> [TASKS FOR THIS EXERCISE]:
- a) Decide whether each statement below agrees with the blog post. Answer yes or no for each and quote the words of the blog post that decide it.
(i) The writer served as an RA at the University of Michigan.
(ii) The writer was a graduate hall director at Grinnell College.
(iii) The writer has received tenure.
- b) Repeat the blog post word for word from "It’s Another Academic Year!" to "I’m tenured. Woot!".

> [TEXT BLOCK]:
___
It’s Another Academic Year!

Welcome back! The school year has started, so I’m resuming my weekly-ish blog posts. Looking forward to sharing lots of interesting things now that I’m tenured. Woot!

Heads up–today’s post isn’t about my current life as a professor, but how I got started in higher education. Slightly different than my usual posts, but this is where my origin story begins 🙂

My career began in student affairs, specifically university housing. I was a peer mentor, and then RA, at the University of Michigan. I followed that up at Arizona State to study higher and postsecondary education–where I was a graduate hall director in Manzanita Hall. Then I got my first full-time residence life position at a small, private, liberal arts college–Grinnell College. I later went to work for the Department of Residence at Iowa State University before leaving the field completely and moving to the other side of the house–as a professor.
___
> [DATA EXTRACT]:
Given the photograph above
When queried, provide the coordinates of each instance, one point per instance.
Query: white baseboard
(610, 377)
___
> [TASK-BY-TASK RESULTS]:
- a)
(i) Yes: "I was a peer mentor, and then RA, at the University of Michigan."
(ii) No: "I followed that up at Arizona State to study higher and postsecondary education–where I was a graduate hall director in Manzanita Hall." Grinnell College was "my first full-time residence life position."
(iii) Yes: "now that I’m tenured."

- b)
It’s Another Academic Year!

Welcome back! The school year has started, so I’m resuming my weekly-ish blog posts. Looking forward to sharing lots of interesting things now that I’m tenured. Woot!